Work required - In full and word for word, restate the lines of the listing.

────────────────────

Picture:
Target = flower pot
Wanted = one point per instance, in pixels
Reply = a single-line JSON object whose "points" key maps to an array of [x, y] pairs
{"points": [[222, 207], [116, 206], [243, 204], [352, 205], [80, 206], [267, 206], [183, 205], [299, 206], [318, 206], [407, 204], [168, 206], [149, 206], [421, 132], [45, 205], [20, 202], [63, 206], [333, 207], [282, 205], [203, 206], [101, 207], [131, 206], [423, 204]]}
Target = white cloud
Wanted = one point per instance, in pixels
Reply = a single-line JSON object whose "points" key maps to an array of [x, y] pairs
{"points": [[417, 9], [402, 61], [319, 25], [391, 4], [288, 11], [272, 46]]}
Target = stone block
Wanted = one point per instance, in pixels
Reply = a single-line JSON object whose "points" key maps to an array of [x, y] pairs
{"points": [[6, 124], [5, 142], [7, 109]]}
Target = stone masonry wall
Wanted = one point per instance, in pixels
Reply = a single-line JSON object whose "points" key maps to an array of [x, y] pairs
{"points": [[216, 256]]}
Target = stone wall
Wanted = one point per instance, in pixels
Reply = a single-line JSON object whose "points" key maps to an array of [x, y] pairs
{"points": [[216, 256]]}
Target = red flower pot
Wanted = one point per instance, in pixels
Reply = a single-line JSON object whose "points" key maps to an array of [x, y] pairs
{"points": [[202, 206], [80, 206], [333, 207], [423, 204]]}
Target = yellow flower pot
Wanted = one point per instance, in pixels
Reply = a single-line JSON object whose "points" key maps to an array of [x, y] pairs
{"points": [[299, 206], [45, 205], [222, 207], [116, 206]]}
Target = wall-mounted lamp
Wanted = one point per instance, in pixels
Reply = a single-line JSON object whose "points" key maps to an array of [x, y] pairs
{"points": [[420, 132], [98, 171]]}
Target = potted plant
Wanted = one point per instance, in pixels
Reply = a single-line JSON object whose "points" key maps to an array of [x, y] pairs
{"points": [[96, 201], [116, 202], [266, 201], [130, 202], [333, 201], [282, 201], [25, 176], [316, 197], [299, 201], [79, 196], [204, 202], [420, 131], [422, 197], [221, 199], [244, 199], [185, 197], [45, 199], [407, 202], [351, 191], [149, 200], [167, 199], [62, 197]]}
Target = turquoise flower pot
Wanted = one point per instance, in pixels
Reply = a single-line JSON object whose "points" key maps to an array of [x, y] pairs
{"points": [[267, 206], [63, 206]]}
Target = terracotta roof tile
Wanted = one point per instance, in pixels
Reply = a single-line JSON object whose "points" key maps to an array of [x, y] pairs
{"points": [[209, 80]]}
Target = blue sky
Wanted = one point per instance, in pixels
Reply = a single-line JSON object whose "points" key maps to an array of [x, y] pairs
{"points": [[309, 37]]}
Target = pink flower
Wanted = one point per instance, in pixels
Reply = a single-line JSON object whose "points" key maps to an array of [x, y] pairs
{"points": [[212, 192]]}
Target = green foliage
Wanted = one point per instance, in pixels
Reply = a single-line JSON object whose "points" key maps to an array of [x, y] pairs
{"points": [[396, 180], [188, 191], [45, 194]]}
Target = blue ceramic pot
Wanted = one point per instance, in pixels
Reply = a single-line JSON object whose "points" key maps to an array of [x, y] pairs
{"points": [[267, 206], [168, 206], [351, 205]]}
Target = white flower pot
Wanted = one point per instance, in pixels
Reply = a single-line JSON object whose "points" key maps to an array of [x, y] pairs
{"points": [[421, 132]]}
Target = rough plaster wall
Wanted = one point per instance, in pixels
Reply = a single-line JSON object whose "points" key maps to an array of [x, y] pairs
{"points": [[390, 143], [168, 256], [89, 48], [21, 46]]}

────────────────────

Written answer -
Picture:
Target = flower pot
Wanted = one point per instance, in pixels
Reply = a single-line JSON object whose "points" key maps to an array of [x, y] pairs
{"points": [[222, 207], [116, 206], [243, 204], [352, 205], [80, 206], [267, 206], [183, 205], [299, 206], [318, 206], [407, 204], [168, 206], [149, 206], [421, 132], [45, 205], [20, 202], [63, 206], [333, 207], [282, 205], [203, 206], [101, 207], [131, 206], [423, 204]]}
Target = white cloud
Wanted = one point per instance, in pixels
Reply = a single-line JSON object whose "points" key maps to an array of [x, y] pairs
{"points": [[417, 9], [402, 61], [319, 25], [391, 4], [288, 11], [272, 46]]}
Target = stone block
Wanted = one point per instance, in pixels
Reply = a single-line JSON object whose "points" key maps to an array of [x, y] pairs
{"points": [[6, 124], [5, 142], [7, 109]]}
Target = stone masonry wall
Wanted = one point per instance, in pixels
Reply = a single-line JSON object whose "points" key maps to an array of [x, y] pairs
{"points": [[216, 256]]}
Target = stone wall
Wanted = one point per instance, in pixels
Reply = a single-line JSON object whose "points" key maps to an array of [x, y] pairs
{"points": [[216, 256]]}
Target = red flower pot
Wanted = one point per instance, in pixels
Reply = a single-line JSON object whose "points" key maps to an array of [x, y] pairs
{"points": [[202, 206], [80, 206], [333, 207], [423, 204]]}
Target = yellow flower pot
Wanted = one point per instance, in pixels
Reply = a single-line JSON object whose "points" key maps to an array of [x, y] pairs
{"points": [[299, 206], [45, 205], [222, 207], [116, 206]]}
Target = wall-mounted lamp
Wanted = one point per instance, in pixels
Reply = a single-line JSON object whose "points" key maps to an array of [x, y] pairs
{"points": [[420, 132], [98, 171]]}
Target = potted plant
Wanted = one point per instance, in pixels
Reply = a single-line JSON object whose "points" key maps to an array of [x, y] pairs
{"points": [[96, 201], [116, 202], [266, 201], [130, 202], [333, 201], [282, 201], [25, 176], [316, 197], [299, 201], [79, 196], [204, 202], [420, 131], [422, 197], [221, 199], [244, 199], [185, 197], [45, 199], [407, 202], [351, 191], [149, 200], [167, 199], [62, 197]]}
Target = turquoise flower pot
Wanted = one point per instance, in pixels
Reply = a single-line JSON object whose "points" key maps to an array of [x, y] pairs
{"points": [[267, 206], [63, 206]]}
Target = terracotta roof tile
Wanted = one point per instance, in pixels
Reply = a single-line JSON object whose "points" key maps to an array of [x, y] pairs
{"points": [[209, 80]]}
Target = blue sky
Wanted = one point per instance, in pixels
Reply = a single-line JSON object whose "points" key maps to an array of [x, y] pairs
{"points": [[309, 37]]}
Target = pink flower
Wanted = one point per instance, in pixels
Reply = a single-line JSON object whose "points" key maps to an array of [x, y] pairs
{"points": [[212, 192]]}
Target = green foliage
Wanted = one point per instance, in pixels
Reply = a single-line JSON object whose "points" key maps to an array of [x, y] pairs
{"points": [[396, 180], [188, 191], [45, 194]]}
Target = blue ceramic pot
Wanted = one point per instance, in pixels
Reply = a single-line JSON object whose "points" key maps to an array of [x, y] pairs
{"points": [[267, 206], [168, 206], [351, 205]]}
Target = white flower pot
Wanted = one point per instance, in pixels
Reply = a single-line JSON object whose "points" key maps to an array of [x, y] pairs
{"points": [[421, 132]]}
Target = rough plaster wall
Wanted = one point per instance, in pixels
Reply = a single-line JSON object whose "points" key maps to an array of [x, y] pairs
{"points": [[390, 143], [168, 256], [89, 48], [21, 46]]}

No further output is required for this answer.